Task to carry out
Repeat exactly, and only, the lines from the line containing "of the walking" through the last line of the records below, including both.

--

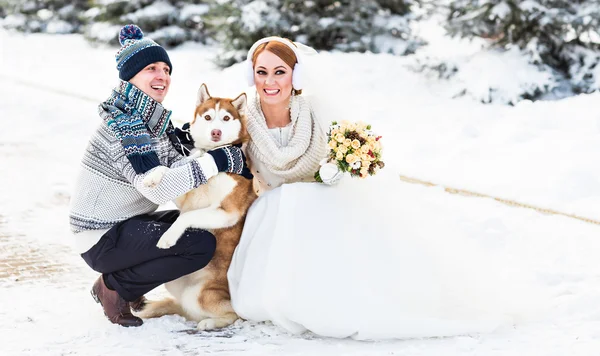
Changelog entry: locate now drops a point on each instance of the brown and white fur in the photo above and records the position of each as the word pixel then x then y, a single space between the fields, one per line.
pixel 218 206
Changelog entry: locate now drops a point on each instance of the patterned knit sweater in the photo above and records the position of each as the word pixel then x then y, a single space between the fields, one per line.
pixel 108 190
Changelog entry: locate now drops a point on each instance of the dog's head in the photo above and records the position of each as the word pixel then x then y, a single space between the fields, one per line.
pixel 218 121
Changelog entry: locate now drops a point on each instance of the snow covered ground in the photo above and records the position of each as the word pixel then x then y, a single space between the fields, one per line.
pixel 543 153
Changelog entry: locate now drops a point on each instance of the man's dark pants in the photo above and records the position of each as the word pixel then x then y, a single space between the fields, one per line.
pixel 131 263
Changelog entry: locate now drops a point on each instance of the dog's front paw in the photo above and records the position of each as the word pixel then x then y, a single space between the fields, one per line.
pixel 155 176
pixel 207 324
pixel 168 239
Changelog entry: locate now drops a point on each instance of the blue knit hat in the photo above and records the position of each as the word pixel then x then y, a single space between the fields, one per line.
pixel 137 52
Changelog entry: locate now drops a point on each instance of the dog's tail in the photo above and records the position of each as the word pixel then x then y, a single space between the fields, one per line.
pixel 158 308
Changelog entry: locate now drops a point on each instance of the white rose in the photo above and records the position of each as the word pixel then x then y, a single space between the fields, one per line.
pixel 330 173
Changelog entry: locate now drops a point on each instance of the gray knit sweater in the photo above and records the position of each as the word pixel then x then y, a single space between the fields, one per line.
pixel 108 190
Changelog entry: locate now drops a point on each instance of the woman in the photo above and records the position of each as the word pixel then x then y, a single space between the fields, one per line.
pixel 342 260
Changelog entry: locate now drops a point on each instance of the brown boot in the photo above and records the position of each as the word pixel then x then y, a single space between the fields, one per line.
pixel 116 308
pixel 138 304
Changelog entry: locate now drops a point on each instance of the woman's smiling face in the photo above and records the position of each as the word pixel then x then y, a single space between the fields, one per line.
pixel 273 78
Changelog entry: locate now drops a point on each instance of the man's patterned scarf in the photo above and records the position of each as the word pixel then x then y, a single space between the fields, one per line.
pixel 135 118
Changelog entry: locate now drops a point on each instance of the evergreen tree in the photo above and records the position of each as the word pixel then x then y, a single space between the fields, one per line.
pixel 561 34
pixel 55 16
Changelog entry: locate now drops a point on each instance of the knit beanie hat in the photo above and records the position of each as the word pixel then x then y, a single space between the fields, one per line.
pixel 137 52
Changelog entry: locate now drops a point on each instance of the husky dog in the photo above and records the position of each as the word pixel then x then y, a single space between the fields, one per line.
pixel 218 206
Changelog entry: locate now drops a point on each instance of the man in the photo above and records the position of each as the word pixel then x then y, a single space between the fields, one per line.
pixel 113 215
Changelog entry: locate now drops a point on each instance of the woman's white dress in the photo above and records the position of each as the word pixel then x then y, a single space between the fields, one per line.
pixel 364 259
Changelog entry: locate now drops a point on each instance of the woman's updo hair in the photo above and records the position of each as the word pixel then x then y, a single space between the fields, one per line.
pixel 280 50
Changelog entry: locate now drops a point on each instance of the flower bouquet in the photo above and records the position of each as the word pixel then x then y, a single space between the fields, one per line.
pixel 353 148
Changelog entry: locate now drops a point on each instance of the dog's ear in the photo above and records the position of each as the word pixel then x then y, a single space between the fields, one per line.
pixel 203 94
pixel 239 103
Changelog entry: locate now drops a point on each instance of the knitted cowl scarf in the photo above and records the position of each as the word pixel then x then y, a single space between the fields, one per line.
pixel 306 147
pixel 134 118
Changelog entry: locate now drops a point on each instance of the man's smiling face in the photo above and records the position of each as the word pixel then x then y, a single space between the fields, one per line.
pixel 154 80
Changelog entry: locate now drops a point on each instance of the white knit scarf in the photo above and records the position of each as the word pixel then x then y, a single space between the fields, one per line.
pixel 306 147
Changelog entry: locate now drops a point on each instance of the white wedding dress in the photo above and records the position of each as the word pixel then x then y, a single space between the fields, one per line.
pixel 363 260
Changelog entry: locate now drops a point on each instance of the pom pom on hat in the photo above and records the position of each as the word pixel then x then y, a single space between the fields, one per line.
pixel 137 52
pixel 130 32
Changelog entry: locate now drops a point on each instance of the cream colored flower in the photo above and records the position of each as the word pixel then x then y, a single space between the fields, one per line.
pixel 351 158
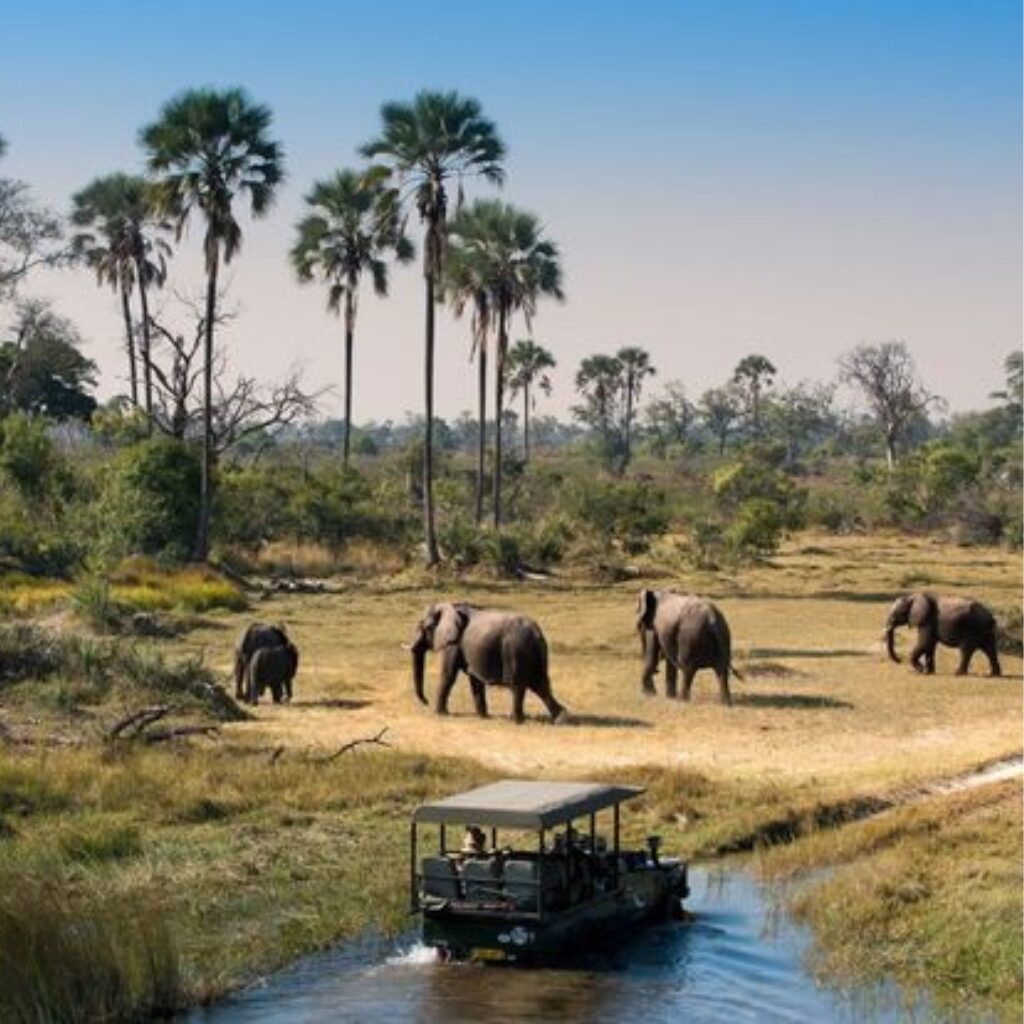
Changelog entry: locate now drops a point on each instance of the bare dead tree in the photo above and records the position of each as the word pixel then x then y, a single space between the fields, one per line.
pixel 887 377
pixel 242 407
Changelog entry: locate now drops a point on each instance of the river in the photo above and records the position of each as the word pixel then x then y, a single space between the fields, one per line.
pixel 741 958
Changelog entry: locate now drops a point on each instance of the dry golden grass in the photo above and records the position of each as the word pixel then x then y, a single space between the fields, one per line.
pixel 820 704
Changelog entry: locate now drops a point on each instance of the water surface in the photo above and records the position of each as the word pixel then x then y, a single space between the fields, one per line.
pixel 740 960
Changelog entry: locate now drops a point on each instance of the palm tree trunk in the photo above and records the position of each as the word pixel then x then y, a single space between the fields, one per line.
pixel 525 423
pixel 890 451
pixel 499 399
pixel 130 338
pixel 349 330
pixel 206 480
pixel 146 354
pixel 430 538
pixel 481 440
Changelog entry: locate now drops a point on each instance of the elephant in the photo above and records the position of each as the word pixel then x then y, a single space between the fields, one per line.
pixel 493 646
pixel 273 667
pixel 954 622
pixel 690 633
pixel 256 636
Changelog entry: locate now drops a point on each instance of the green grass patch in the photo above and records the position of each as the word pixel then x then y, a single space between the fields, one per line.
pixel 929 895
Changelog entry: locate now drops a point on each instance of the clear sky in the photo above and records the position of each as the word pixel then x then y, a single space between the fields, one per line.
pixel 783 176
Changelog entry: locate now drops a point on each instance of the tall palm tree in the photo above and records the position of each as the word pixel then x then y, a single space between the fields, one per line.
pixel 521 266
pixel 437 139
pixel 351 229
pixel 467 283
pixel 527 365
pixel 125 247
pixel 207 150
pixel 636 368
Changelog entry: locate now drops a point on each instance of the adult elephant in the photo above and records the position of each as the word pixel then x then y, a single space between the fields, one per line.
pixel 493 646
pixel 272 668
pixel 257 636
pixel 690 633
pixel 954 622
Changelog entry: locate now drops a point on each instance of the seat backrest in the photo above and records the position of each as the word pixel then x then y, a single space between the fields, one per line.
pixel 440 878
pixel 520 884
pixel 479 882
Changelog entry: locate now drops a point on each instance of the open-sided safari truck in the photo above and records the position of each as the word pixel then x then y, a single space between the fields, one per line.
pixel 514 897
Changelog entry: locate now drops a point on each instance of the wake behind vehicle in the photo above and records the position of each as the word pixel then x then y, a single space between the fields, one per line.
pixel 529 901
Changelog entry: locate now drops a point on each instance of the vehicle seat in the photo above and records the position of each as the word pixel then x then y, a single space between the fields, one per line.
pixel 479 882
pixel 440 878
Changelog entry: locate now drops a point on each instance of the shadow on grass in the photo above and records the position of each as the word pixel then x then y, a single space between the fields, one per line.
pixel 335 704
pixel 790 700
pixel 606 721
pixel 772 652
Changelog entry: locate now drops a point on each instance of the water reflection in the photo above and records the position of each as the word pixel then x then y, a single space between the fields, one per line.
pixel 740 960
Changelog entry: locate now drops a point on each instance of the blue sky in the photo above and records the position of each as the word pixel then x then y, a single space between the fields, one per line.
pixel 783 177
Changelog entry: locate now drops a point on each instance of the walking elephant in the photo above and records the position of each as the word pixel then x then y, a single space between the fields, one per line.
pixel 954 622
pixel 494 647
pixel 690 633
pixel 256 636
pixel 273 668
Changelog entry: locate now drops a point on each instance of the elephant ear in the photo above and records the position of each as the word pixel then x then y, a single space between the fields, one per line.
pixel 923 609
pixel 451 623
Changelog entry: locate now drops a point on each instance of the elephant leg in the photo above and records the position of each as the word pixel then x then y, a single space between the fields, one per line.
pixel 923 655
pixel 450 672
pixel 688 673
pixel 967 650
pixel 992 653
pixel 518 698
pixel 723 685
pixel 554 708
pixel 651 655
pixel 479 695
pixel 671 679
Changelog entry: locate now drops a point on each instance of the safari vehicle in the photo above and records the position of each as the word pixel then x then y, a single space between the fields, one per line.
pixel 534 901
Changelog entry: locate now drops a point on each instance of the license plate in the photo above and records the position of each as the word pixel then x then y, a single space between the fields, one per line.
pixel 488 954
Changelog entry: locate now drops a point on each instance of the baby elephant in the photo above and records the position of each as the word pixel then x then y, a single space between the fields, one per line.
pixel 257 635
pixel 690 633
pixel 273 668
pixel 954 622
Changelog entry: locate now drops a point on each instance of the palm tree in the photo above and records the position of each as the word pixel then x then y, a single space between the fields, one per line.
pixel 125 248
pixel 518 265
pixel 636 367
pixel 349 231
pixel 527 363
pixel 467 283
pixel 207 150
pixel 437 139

--

Solution
Changelog entry: locate now drops a point on each instance of the walking elephant in the photo above and records the position of each as the word pixel then x then y, a single space between the fields, one per line.
pixel 954 622
pixel 494 647
pixel 690 633
pixel 256 636
pixel 273 668
Changelog entry: locate now drops a point on each instance of the elephant ear in the photo above and records the position of each as the word pixel then x then y, a single space between the fields, one per line.
pixel 923 609
pixel 451 623
Changelog entry: locate now drops a point on each instance of the elephant leg in the photo above and records the position of each as the word pixel then x then y, a single space between the fields, one per line.
pixel 923 655
pixel 450 672
pixel 688 673
pixel 967 650
pixel 992 653
pixel 518 698
pixel 723 685
pixel 554 708
pixel 651 655
pixel 479 695
pixel 671 679
Changelog entry: locate now drops a point on each instance of the safari vehicle in the photo above and records the position of each as the word pixel then x then y, a single space between the fields, one per line.
pixel 534 901
Changelog entry: locate now drops a point on each instance of the license plate in the photo above and records the position of each as the word pixel then x then y, a single space between the fields, one per line.
pixel 488 954
Changelog entry: locate now drops a point on each instance of the baby elephant in the photo above and records the position of each as the word pixel then x then y, a single space between the fields, one per line.
pixel 257 635
pixel 690 633
pixel 273 668
pixel 954 622
Changelog entry: locate now drops a point on each instance of the palm tree in the photo above and records the position of each as the word pixel then x then y, a single space between the fields, one per line.
pixel 125 248
pixel 518 265
pixel 636 367
pixel 349 231
pixel 527 363
pixel 467 283
pixel 207 150
pixel 437 139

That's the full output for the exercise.